------ Input

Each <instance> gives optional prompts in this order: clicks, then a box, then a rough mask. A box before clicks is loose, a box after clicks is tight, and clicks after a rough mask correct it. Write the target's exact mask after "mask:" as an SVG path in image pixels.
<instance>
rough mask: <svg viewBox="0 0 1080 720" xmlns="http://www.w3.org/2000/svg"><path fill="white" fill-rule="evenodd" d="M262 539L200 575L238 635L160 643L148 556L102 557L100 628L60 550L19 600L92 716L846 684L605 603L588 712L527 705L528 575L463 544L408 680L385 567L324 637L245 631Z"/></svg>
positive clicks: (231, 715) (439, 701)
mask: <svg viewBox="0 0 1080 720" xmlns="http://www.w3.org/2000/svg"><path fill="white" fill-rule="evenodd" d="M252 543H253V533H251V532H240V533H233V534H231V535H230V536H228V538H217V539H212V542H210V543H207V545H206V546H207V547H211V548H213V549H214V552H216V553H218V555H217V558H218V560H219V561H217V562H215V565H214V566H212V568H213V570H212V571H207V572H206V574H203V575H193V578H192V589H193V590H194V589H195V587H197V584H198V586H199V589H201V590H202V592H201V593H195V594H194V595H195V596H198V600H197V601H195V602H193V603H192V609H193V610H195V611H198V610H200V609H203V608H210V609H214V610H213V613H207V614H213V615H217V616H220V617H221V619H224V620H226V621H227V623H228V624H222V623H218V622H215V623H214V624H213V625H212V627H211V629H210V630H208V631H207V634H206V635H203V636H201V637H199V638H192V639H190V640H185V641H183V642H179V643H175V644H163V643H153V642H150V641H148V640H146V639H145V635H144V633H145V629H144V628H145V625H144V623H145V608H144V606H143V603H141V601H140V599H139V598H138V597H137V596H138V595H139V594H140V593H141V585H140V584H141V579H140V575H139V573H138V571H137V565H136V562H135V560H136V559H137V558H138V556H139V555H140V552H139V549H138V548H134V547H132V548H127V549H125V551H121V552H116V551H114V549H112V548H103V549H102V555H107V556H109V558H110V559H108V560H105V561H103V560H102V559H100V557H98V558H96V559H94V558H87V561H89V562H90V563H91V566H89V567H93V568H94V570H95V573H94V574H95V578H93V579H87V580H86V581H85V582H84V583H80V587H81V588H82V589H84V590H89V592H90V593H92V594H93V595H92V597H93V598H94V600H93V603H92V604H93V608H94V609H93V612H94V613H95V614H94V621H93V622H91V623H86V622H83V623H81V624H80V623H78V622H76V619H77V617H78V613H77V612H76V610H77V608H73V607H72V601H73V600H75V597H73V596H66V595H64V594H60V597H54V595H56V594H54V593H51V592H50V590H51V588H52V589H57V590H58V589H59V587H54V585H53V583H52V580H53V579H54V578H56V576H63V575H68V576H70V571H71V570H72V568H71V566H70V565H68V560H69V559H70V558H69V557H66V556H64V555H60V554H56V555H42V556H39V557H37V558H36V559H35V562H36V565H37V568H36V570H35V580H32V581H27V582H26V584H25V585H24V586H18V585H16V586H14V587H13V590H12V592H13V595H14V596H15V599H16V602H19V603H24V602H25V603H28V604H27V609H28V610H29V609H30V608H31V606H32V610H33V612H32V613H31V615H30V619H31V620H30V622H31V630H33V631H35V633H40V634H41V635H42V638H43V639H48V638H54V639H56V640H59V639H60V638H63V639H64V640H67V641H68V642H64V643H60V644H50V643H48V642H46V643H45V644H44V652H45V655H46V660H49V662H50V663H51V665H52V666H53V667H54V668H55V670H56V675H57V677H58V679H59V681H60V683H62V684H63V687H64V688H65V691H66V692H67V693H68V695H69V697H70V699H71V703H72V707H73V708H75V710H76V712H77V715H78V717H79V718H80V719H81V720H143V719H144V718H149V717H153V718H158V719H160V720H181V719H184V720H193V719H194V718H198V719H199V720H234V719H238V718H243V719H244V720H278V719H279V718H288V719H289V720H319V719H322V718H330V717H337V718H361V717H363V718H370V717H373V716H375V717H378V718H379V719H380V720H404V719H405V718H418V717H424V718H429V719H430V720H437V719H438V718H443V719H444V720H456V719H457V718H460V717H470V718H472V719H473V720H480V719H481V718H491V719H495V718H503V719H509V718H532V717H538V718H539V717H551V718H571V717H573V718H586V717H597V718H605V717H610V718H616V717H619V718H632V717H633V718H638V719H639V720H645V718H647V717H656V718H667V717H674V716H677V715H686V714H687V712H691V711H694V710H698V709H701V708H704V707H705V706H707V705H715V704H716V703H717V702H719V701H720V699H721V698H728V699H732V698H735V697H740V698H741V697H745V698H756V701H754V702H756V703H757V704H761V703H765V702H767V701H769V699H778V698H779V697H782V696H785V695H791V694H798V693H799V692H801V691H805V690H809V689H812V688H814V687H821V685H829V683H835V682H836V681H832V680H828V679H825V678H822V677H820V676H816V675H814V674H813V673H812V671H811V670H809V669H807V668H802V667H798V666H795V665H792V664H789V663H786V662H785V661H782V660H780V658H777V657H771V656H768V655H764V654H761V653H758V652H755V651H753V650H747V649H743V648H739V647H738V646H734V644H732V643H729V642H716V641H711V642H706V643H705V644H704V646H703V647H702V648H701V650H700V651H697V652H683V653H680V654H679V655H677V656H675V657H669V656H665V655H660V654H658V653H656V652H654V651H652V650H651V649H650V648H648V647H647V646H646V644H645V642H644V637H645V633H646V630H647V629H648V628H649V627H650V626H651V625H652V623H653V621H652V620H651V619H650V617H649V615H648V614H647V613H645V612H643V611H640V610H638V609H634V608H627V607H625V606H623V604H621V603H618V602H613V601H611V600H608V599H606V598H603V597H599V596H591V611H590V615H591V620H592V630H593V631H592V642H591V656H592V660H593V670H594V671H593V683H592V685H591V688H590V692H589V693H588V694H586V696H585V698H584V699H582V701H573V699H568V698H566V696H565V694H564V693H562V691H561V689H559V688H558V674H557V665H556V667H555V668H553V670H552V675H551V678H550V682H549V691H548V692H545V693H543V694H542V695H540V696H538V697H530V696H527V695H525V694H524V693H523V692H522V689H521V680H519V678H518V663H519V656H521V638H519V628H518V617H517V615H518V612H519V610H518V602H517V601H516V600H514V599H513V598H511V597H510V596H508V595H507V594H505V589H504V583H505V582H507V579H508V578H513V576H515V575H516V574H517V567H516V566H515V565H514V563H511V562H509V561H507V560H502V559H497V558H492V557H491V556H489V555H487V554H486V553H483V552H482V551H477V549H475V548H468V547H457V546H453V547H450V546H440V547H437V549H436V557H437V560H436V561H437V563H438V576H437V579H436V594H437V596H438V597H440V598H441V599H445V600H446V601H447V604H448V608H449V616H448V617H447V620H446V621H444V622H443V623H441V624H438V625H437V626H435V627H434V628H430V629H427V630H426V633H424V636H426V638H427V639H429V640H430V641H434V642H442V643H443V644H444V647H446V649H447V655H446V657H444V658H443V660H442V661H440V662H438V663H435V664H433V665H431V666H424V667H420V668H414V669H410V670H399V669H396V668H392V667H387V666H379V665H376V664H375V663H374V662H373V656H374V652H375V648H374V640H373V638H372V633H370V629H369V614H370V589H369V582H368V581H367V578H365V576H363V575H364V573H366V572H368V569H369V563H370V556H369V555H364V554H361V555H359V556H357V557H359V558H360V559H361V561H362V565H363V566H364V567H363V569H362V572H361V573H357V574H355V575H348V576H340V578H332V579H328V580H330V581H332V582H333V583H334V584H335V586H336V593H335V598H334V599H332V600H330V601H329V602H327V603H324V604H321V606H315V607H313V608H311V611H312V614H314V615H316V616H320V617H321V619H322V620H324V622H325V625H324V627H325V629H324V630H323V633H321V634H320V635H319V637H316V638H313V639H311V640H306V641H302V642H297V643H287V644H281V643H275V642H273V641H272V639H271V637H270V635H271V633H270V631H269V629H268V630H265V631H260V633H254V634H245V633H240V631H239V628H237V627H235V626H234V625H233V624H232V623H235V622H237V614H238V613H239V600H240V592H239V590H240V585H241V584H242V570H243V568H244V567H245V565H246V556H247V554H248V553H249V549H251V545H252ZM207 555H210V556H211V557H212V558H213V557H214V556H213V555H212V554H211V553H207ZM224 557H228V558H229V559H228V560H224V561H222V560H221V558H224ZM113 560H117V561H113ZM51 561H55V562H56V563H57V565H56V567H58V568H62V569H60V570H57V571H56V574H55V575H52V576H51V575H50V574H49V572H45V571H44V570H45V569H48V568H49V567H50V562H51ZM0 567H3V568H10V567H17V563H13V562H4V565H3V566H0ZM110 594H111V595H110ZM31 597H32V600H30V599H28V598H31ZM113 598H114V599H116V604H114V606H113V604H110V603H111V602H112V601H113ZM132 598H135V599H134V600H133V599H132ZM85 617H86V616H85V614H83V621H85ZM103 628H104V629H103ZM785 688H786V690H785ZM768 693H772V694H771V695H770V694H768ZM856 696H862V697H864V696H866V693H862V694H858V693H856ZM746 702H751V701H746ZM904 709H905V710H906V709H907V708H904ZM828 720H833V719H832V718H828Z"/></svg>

------------

# Task statement
Transcribe, word for word, the data above from its first line through the line with "rough mask: <svg", and include nothing else.

# Expected answer
Each <instance> gives optional prompts in this order: clicks, then a box, then a rough mask. A box before clicks is loose, a box after clicks is tight, and clicks after a rough mask correct it. Write the target's exact mask after "mask:" as an SVG path in image pixels.
<instance>
rough mask: <svg viewBox="0 0 1080 720" xmlns="http://www.w3.org/2000/svg"><path fill="white" fill-rule="evenodd" d="M262 539L200 575L238 635L160 643L148 556L102 557L100 628L60 550L19 600L92 716L846 684L605 603L588 712L527 705L528 575L463 544L408 680L385 567L324 637L245 631Z"/></svg>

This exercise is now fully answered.